- **Short problem**:
Count the rows below that include the word "white", and give only that number.

--- begin Listed entries ---

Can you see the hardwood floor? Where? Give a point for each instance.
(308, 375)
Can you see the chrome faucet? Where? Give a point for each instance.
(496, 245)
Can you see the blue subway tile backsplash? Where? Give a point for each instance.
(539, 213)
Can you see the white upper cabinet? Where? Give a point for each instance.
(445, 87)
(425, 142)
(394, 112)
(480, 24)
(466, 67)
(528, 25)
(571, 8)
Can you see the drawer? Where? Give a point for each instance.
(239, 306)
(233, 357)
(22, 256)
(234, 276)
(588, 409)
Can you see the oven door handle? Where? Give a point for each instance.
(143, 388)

--- end Listed entries ---
--- begin Listed entries ---

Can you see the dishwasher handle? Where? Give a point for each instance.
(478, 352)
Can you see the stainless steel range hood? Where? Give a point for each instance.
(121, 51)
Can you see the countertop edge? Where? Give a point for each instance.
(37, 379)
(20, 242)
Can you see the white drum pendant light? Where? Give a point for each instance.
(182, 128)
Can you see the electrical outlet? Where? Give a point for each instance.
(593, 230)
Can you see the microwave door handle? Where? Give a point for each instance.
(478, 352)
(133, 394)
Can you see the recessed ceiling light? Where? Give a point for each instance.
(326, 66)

--- end Listed entries ---

- **Finished exercise**:
2